READING TEXT ->
**********
[In December, 1925, Melvin J. Ballard, a member of the Quorum of the Twelve Apostles, was sent to open up missionary work in South America. On Christmas Day of 1925, in the park of Tres de Febrero in Buenos Aires, Argentina, Elder Ballard dedicated South America for the preaching of the gospel. In his dedicatory prayer, he prayed: "And now, oh, Father, by authority of the blessing and appointment by the President of the Church, and by the authority of the holy apostleship which I have, I turn the key, unlock, and open the door for the preaching of the Gospel in all these South American nations, and do rebuke and command to be stayed every power that would oppose the preaching of the Gospel in these lands; and we do bless and dedicate these nations of this land for the preaching of thy Gospel. And we do all this that salvation may come to all men, and that thy name may be honored and glorified in this part of the land of Zion."
After his return, he reported experiences from his mission in the October 1926 General Conference: ]
In these last seventy years, a marvelous change that was necessary to prepare the hearts of the people and the governments for the coming of the gospel message. We knew, however, that it was not going to be easy, but we were willing to go to the ends of the earth, to make any kind of sacrifice, to discharge the great obligation which the Lord has placed upon his Church, to bring to all men the glad news that he has spoken again, and has established his Church in the earth, that all flesh, black and white, bond and free, Jew and Gentile, all may know of these good things which the Lord has done....
With Brother [Rulon W.] Wells' assistance we succeeded in carrying the work forward among the German-speaking people of that section [of Buenos Aires], and before Brother Wells had to return [because of illness] it was our privilege to take six of them into the waters of baptism, the first converts baptized in South America....
Then Brother [Rey L.] Pratt and myself continued our work with the German people as best we could, but it was difficult. I had to tell Brother Pratt in English what to tell them, and he told it in the Spanish to a German girl who could speak a little Spanish. She interpreted it in German to our friends, and the answer came back in the same grapevine way. But we were successful in holding them and in increasing interest among others until our little group grew.
**********
DATA SUPPLIED ->
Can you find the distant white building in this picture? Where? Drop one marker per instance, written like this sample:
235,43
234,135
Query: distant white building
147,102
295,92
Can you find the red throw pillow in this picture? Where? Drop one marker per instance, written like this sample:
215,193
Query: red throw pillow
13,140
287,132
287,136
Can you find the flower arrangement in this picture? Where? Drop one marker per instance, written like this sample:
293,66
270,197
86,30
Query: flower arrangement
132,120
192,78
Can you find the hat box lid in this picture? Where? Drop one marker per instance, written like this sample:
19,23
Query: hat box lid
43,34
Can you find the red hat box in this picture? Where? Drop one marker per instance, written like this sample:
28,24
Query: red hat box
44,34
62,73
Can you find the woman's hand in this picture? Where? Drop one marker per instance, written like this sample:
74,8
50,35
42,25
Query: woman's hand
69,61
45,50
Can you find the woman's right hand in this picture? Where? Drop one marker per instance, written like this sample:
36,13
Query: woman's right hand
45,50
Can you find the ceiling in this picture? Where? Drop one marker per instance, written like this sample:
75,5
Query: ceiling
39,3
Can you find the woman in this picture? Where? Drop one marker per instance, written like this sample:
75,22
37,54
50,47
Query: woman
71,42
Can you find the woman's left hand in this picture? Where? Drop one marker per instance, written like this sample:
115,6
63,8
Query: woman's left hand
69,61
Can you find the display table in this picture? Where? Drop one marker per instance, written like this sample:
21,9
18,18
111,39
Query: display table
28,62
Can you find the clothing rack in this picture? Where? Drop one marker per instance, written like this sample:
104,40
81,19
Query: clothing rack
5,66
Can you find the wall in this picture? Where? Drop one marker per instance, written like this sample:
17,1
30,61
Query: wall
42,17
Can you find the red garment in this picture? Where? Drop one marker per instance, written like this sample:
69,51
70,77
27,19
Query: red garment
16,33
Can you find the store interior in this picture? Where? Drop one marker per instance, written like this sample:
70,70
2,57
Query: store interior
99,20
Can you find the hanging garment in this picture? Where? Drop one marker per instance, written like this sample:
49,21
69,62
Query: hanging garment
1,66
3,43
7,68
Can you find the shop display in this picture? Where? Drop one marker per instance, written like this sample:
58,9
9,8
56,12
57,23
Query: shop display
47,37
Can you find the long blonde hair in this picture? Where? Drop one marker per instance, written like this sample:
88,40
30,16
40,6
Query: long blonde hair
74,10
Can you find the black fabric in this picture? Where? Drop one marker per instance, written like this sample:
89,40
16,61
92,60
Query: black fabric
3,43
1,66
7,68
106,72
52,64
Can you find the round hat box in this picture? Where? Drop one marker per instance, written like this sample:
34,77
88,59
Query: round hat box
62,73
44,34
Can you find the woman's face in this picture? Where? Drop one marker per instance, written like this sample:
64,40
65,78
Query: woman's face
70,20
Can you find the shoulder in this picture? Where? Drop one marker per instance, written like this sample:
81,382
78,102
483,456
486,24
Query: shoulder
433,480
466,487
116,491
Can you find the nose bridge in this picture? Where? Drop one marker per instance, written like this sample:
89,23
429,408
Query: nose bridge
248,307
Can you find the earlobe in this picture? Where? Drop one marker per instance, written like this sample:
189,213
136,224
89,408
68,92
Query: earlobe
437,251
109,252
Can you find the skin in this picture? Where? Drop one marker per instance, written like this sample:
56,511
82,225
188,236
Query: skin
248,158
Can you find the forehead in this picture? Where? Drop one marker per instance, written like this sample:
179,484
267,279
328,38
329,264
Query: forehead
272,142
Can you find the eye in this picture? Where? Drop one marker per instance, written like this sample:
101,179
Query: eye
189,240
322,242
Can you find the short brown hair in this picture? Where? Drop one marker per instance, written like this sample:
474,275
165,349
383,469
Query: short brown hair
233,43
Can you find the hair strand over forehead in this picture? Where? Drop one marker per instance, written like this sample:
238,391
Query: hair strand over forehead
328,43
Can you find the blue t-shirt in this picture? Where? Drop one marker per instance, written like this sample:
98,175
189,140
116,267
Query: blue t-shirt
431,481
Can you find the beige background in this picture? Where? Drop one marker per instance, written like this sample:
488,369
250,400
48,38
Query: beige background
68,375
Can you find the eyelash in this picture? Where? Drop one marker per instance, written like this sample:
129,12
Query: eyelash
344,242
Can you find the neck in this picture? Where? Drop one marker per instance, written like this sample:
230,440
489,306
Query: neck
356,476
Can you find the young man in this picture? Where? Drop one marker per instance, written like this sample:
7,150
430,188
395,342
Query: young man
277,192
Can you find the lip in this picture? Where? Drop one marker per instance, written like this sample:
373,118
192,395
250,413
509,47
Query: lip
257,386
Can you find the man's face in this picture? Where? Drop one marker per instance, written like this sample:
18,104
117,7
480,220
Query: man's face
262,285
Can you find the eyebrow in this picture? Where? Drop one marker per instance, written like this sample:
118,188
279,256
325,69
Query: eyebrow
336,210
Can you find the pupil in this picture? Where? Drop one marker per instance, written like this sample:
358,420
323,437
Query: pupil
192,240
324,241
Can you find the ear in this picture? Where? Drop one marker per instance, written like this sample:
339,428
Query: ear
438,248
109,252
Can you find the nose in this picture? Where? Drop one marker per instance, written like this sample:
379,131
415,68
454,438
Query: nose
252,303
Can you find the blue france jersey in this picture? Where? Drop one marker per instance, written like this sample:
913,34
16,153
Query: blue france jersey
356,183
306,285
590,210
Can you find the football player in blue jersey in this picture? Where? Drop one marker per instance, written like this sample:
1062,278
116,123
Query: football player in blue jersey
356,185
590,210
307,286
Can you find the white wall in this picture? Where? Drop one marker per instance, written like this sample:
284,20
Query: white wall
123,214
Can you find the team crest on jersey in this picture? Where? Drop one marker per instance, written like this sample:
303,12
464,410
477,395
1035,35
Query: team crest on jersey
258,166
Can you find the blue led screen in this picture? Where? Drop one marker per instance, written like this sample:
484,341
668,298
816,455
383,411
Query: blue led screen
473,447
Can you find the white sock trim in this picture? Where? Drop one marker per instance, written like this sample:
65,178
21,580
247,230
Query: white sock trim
**********
TASK LIST ->
(a) Reproduce the part of the South America mission account between "Then Brother [Rey" and "little group grew.", inclusive.
(b) Using the South America mission account, decide whether each statement agrees with it, and give yes or no with the words that settle it. (i) Elder Ballard dedicated South America on Christmas Day of 1925 in Buenos Aires. (ii) The first converts baptized in South America were Spanish-speaking. (iii) Brother Pratt passed instructions to the German-speaking people in German himself.

OUTPUTS ->
(a)
Then Brother [Rey L.] Pratt and myself continued our work with the German people as best we could, but it was difficult. I had to tell Brother Pratt in English what to tell them, and he told it in the Spanish to a German girl who could speak a little Spanish. She interpreted it in German to our friends, and the answer came back in the same grapevine way. But we were successful in holding them and in increasing interest among others until our little group grew.

(b)
(i) Yes: "On Christmas Day of 1925, in the park of Tres de Febrero in Buenos Aires, Argentina, Elder Ballard dedicated South America for the preaching of the gospel."
(ii) No: "we succeeded in carrying the work forward among the German-speaking people of that section" and "it was our privilege to take six of them into the waters of baptism, the first converts baptized in South America"
(iii) No: "he told it in the Spanish to a German girl who could speak a little Spanish. She interpreted it in German to our friends"